--- What is being asked ---
Search the listing below for the string "driveway" and copy every line where it occurs.

--- Source data ---
——

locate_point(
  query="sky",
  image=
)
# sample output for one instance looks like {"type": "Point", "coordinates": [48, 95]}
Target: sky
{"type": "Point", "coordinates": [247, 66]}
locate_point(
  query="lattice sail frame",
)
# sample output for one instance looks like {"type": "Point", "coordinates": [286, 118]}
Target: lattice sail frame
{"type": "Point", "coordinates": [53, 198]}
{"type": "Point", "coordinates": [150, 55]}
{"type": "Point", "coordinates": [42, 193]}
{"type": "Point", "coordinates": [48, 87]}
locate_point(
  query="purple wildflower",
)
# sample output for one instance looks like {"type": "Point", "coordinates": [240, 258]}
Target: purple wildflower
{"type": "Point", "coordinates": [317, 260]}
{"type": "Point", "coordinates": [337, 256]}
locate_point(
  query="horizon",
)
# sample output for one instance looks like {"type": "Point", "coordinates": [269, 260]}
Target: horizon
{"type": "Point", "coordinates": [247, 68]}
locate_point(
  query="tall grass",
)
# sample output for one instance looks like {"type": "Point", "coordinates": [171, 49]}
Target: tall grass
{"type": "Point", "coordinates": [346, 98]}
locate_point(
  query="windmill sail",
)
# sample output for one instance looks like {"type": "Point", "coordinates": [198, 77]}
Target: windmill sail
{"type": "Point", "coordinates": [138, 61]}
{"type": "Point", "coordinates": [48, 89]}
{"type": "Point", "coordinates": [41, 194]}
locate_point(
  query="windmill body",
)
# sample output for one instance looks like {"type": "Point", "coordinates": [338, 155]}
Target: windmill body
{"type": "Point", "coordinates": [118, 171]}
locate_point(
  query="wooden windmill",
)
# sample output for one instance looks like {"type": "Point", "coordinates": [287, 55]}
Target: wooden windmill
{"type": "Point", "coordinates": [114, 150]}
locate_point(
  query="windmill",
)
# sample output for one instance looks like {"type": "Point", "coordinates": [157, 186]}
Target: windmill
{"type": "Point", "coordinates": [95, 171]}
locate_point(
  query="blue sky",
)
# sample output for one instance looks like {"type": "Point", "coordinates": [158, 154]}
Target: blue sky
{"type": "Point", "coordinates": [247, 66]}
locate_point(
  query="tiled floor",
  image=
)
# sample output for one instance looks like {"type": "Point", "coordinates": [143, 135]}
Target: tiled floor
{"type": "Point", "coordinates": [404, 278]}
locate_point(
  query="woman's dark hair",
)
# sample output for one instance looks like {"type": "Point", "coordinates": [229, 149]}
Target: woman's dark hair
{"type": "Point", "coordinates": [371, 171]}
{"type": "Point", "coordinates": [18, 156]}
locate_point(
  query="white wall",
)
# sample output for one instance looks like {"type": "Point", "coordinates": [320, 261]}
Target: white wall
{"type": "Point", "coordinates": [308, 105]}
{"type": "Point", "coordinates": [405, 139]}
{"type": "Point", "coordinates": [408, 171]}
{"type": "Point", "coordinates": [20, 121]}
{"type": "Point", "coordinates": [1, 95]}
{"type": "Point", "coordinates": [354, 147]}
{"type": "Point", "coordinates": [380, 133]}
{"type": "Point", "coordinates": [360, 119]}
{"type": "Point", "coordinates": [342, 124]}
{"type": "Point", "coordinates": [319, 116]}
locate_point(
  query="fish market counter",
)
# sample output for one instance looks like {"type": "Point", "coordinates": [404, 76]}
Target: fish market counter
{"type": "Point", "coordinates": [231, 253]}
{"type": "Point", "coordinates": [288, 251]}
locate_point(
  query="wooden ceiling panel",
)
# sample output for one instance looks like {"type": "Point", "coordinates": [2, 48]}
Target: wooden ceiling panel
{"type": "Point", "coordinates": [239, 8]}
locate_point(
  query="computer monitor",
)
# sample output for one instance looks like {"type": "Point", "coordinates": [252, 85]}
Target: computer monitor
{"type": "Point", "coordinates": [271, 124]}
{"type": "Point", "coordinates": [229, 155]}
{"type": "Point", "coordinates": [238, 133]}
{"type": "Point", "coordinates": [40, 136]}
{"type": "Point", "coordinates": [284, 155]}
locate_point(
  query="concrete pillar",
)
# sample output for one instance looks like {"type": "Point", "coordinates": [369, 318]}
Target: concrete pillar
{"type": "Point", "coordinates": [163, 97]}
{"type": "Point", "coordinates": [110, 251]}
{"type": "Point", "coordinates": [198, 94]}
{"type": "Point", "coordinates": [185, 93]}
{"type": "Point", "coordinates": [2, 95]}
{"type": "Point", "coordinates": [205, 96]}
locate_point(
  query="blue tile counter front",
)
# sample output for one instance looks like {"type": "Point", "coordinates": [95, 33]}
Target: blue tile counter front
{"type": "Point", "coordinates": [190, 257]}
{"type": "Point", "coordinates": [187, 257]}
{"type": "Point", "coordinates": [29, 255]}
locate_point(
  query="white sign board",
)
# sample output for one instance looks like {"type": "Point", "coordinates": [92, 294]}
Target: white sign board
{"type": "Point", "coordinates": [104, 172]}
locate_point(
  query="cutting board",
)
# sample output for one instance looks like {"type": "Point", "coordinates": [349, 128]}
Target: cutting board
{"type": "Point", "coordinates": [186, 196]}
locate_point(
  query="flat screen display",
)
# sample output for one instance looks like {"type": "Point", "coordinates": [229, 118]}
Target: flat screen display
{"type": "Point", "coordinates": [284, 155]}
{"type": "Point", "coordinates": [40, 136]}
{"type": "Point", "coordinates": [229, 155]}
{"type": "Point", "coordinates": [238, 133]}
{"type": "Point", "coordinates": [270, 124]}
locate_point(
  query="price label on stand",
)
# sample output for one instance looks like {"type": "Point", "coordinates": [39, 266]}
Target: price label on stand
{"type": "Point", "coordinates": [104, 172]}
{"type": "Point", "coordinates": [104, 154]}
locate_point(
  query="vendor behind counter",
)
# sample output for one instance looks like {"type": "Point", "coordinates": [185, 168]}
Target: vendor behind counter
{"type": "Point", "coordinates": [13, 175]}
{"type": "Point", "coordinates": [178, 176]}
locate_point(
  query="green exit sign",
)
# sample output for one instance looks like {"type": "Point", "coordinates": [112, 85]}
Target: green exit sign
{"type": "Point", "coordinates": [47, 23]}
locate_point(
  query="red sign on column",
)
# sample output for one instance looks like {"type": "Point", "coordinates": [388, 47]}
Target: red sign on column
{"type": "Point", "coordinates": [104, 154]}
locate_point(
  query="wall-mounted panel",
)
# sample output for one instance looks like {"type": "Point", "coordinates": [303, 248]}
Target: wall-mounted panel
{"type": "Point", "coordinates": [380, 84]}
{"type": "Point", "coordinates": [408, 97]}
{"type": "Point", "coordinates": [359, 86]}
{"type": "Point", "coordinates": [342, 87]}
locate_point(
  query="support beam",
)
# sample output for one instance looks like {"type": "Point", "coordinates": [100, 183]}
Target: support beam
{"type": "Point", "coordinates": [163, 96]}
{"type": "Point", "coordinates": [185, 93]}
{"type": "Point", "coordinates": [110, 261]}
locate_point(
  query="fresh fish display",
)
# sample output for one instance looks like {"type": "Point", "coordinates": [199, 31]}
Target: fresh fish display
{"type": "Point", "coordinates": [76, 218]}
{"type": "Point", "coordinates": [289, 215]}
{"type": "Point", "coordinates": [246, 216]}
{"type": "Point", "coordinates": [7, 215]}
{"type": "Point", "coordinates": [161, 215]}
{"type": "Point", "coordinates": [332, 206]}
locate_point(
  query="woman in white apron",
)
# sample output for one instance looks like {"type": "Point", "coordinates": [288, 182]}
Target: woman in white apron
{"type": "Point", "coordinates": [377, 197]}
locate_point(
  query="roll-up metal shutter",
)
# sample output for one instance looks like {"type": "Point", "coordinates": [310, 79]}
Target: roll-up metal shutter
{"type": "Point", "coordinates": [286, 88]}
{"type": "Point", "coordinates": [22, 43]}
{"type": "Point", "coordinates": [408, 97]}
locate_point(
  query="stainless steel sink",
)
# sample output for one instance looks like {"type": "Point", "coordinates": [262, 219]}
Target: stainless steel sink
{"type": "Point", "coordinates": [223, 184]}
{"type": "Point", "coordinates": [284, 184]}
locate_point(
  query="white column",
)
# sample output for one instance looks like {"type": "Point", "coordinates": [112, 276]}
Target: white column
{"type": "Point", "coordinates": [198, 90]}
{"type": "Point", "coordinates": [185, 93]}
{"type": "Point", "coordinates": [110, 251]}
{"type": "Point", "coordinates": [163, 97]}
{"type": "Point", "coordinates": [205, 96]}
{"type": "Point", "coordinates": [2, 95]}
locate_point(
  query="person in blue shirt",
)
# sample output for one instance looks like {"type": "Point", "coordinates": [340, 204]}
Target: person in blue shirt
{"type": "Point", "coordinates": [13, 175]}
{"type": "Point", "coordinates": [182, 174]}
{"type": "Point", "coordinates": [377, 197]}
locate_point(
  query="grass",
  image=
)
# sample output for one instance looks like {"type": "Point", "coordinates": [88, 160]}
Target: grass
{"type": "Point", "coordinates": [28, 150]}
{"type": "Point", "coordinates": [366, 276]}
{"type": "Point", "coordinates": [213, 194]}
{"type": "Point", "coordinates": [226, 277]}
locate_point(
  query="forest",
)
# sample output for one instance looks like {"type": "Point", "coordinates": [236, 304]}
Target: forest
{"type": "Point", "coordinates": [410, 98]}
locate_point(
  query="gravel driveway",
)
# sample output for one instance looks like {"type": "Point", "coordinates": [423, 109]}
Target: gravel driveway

——

--- Expected answer ---
  query="gravel driveway",
Target: gravel driveway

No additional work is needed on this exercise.